GOAL: Find every line below that contains the word "mane" and copy each one.

Named object pointing entries:
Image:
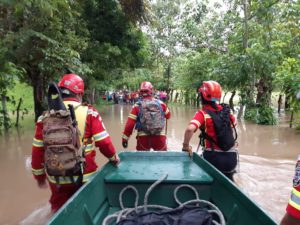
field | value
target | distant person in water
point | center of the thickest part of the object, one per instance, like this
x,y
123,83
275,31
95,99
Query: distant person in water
x,y
207,120
148,116
292,215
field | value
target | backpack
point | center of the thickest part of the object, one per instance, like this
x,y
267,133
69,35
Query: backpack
x,y
151,117
223,129
184,215
63,153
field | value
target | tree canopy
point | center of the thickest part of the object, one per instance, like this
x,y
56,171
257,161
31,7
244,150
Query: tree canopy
x,y
249,47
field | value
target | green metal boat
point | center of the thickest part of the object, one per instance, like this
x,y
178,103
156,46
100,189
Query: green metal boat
x,y
174,178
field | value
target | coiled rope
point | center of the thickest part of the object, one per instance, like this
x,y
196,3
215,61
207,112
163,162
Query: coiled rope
x,y
124,212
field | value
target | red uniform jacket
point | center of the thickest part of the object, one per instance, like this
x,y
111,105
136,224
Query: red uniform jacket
x,y
131,121
94,133
203,120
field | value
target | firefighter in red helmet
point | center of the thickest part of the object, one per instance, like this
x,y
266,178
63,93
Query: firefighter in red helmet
x,y
292,215
205,119
148,117
92,133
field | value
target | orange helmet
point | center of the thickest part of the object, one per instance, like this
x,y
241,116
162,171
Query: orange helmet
x,y
72,82
211,91
146,88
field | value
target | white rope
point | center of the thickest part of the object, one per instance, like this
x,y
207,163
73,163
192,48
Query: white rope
x,y
122,214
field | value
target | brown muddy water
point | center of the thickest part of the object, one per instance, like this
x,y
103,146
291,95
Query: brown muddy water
x,y
266,168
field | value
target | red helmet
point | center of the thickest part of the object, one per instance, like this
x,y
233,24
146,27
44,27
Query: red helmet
x,y
146,87
72,82
211,91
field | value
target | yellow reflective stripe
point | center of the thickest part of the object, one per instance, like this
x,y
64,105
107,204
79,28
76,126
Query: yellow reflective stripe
x,y
132,116
196,122
88,148
296,192
67,180
293,204
112,158
125,137
38,143
295,199
167,111
38,171
142,133
100,136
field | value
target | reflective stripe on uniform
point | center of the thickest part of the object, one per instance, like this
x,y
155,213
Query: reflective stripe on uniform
x,y
142,133
67,180
38,172
295,199
100,136
38,143
132,116
88,148
196,122
125,137
112,158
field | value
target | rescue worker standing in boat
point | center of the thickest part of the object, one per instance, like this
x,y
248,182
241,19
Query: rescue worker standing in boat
x,y
145,140
292,215
91,126
225,161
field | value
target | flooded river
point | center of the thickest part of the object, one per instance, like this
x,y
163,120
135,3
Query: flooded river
x,y
266,165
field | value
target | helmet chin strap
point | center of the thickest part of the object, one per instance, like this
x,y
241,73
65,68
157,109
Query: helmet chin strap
x,y
79,97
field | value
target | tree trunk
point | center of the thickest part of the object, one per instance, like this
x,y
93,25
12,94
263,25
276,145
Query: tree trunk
x,y
279,103
241,112
38,95
292,119
18,111
4,112
287,103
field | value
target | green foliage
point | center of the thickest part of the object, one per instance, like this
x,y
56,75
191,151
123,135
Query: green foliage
x,y
262,115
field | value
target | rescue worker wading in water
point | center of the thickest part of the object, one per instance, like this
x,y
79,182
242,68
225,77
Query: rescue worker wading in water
x,y
90,126
148,117
292,215
225,161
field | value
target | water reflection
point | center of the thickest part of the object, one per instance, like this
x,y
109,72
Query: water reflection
x,y
267,160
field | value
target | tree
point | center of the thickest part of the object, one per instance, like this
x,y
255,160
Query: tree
x,y
44,42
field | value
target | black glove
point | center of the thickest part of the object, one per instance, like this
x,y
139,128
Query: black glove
x,y
125,144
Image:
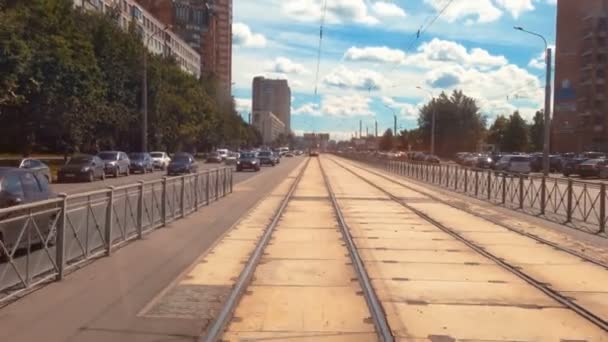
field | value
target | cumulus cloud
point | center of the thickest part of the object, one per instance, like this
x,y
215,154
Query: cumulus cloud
x,y
516,7
242,36
361,79
478,11
381,54
387,9
284,65
338,11
346,106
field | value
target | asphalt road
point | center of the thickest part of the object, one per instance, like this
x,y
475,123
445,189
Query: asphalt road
x,y
76,187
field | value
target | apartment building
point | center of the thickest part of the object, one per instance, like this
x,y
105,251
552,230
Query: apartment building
x,y
157,36
580,116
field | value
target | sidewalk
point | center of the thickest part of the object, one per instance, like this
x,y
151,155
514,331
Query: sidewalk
x,y
101,301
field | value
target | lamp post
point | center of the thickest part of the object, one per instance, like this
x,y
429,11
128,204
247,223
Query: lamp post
x,y
547,138
434,114
144,95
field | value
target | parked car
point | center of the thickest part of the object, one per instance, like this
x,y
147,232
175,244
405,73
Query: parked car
x,y
116,163
514,164
231,158
267,158
591,167
570,166
223,153
141,162
34,165
23,186
248,161
82,167
160,160
432,159
214,157
182,163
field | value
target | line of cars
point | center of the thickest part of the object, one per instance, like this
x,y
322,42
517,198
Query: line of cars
x,y
588,164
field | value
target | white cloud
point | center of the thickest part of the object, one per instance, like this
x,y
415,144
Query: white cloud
x,y
438,50
361,79
346,106
539,62
387,9
478,11
516,7
380,54
284,65
242,36
242,105
338,11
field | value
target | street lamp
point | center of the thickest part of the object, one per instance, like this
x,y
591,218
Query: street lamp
x,y
395,119
547,139
144,95
432,120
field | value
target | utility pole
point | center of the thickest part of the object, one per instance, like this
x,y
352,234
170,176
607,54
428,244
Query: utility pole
x,y
547,137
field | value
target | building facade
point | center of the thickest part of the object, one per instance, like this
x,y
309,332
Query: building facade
x,y
206,25
274,96
156,35
580,119
269,125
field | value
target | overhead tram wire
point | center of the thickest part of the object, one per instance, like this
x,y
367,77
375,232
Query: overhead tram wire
x,y
320,45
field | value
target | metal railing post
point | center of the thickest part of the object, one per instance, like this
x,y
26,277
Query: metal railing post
x,y
476,183
140,211
543,196
183,197
603,208
217,184
569,201
521,192
207,188
504,189
163,202
60,237
489,185
196,191
109,220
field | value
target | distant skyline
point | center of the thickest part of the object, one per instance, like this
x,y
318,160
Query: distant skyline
x,y
373,57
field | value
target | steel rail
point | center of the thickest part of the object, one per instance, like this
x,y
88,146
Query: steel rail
x,y
219,324
581,311
375,307
496,222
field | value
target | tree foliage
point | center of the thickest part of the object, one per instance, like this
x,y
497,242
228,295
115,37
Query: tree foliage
x,y
459,125
72,80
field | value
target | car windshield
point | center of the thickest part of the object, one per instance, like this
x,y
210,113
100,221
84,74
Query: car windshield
x,y
80,160
137,156
108,156
181,159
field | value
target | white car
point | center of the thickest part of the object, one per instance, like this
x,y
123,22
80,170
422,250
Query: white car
x,y
223,153
160,160
514,164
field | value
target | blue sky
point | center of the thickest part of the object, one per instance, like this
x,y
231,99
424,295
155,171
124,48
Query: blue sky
x,y
372,61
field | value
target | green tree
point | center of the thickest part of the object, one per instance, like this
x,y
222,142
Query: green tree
x,y
459,124
537,131
516,134
386,141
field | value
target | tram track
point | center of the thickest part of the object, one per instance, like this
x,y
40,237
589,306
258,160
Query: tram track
x,y
568,299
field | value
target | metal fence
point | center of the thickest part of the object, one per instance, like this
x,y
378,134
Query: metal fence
x,y
576,203
41,241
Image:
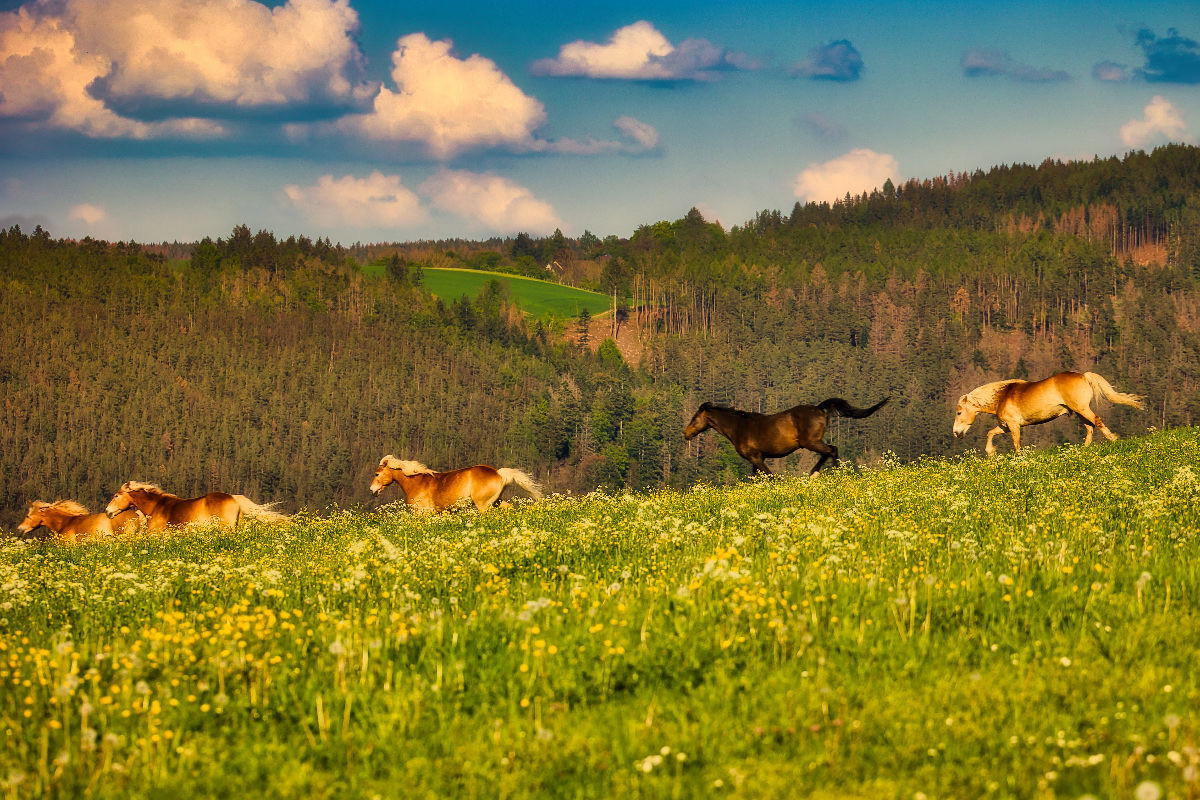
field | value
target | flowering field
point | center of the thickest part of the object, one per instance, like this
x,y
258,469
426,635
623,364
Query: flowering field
x,y
1019,627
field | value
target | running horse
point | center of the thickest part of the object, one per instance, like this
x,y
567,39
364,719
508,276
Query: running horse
x,y
165,509
757,437
429,491
1018,402
71,522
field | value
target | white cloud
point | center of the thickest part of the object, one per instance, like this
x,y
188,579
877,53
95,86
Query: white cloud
x,y
859,170
89,65
1161,120
89,214
646,136
640,52
377,200
448,104
46,76
491,200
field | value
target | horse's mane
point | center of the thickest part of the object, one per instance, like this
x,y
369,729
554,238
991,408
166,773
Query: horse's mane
x,y
727,409
66,506
406,467
150,488
985,396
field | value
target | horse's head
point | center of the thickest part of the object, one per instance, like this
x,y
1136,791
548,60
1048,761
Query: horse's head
x,y
35,517
120,501
383,477
700,421
964,416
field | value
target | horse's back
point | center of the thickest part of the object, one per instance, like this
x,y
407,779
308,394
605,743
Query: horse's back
x,y
93,524
221,505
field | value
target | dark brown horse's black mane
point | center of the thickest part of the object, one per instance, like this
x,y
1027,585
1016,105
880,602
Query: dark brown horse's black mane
x,y
727,409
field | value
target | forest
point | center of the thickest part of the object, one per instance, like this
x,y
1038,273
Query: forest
x,y
285,368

WRITTEN ANSWER:
target | horse's mane
Query: horse's mane
target | dark brown horse's black mane
Query: dark brown horse's black mane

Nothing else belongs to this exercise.